Challenge >> Return every line from the items below that contains the string "above".

Supplied records >>
★ ★ ★ ★ ★

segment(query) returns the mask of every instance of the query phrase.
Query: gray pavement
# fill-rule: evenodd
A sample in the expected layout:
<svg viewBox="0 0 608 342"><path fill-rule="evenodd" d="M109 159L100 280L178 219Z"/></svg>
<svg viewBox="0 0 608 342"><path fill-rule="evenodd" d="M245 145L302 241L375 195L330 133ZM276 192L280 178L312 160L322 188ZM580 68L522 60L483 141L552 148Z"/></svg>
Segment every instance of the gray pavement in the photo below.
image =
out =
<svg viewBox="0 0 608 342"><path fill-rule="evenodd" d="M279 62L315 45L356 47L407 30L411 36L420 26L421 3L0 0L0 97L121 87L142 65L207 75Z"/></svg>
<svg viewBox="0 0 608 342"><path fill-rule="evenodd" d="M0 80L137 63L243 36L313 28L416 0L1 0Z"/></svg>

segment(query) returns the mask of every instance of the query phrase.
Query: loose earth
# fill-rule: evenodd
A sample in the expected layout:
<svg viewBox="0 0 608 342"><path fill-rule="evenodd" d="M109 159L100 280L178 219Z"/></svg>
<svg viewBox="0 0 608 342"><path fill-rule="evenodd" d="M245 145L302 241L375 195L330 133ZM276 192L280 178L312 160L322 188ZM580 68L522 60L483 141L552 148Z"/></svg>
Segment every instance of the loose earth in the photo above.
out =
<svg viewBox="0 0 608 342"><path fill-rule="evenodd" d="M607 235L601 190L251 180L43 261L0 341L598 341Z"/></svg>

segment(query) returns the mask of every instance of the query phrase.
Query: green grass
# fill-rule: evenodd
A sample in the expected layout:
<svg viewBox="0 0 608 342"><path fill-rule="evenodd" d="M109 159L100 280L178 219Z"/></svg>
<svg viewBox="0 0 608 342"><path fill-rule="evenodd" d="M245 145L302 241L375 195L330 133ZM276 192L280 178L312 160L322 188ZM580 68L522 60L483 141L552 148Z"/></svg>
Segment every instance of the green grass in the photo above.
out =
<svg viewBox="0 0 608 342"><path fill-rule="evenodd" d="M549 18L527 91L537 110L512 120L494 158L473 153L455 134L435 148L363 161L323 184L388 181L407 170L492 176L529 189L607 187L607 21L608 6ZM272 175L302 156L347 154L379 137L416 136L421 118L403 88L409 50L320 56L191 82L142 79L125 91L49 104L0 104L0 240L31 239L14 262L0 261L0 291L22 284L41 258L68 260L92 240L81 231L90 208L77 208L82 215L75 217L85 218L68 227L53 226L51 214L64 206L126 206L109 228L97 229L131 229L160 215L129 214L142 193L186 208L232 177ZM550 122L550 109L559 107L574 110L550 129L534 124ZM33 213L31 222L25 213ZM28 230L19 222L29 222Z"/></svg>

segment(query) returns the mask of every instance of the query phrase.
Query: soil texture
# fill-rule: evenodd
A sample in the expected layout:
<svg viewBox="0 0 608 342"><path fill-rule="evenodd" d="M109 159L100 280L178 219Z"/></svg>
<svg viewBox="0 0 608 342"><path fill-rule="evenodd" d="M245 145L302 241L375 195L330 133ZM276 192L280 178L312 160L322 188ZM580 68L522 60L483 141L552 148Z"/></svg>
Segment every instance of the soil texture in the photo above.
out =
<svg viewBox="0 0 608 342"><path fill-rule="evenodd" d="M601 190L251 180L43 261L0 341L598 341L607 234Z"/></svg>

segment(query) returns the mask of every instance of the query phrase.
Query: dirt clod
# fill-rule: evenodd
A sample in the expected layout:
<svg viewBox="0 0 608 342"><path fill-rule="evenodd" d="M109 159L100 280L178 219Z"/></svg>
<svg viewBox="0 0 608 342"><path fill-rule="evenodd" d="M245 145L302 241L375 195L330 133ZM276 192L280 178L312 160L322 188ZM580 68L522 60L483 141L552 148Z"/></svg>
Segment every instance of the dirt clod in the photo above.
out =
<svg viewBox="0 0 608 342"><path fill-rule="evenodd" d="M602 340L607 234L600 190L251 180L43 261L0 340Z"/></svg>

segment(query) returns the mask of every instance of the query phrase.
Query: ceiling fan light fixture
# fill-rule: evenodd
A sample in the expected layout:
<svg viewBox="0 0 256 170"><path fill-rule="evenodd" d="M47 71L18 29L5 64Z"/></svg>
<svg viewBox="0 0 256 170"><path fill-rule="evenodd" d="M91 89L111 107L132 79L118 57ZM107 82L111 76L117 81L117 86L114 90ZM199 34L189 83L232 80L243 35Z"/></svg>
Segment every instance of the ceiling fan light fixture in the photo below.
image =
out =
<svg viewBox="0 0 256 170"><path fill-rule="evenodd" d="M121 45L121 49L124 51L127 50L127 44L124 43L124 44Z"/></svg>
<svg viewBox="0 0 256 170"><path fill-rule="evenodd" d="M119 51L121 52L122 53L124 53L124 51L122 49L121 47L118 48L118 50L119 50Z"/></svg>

★ ★ ★ ★ ★

Task result >>
Segment every instance of the loose earth in the photo above.
Segment every instance of the green grass in the photo above.
Segment every instance of the soil texture in the photo above.
Segment every instance of the dirt clod in the photo above.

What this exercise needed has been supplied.